Problem description: Revise the entries below, changing "zone-occupancy summary" to "placement report" and keeping all else as it is. Leave the pictures out of your answer.

Location labeling entries
------------------------------------
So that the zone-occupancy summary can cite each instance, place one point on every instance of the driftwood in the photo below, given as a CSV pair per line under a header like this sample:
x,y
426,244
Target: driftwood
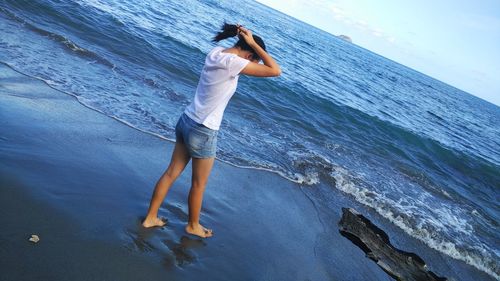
x,y
400,265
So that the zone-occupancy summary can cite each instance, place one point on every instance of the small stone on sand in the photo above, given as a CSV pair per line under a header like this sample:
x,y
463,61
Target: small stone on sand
x,y
34,238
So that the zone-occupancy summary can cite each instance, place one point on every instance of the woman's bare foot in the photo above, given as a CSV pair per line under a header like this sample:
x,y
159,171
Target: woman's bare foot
x,y
151,222
198,230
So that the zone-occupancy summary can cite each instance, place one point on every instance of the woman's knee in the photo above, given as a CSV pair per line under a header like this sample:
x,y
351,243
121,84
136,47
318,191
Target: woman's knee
x,y
198,184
------------------------------------
Right answer:
So that the placement report can cite each instance, place one point on every instance of the driftwood in the photo below, given as a CSV pair per line under a header like this sample:
x,y
426,244
Target: driftwood
x,y
400,265
So that the placement report can cite each instance, place one point on every instance of the small stone on sand in the photo above, given as a CSV pair per line under a header like this sample:
x,y
463,61
Target: small stone on sand
x,y
34,238
So that the placement report can cite each instance, place one point on every instance of the woman's bare foot in the photo above, given as a CSV pair per line under a header like this sample:
x,y
159,171
Target: woman's bare foot
x,y
151,222
198,230
So that the placement report can cite each instance, place one point on every instance of the woman's knee in the photo above, given as a CSV pair per line under a header like this sample:
x,y
351,243
121,84
136,47
318,191
Target: woman's knee
x,y
198,184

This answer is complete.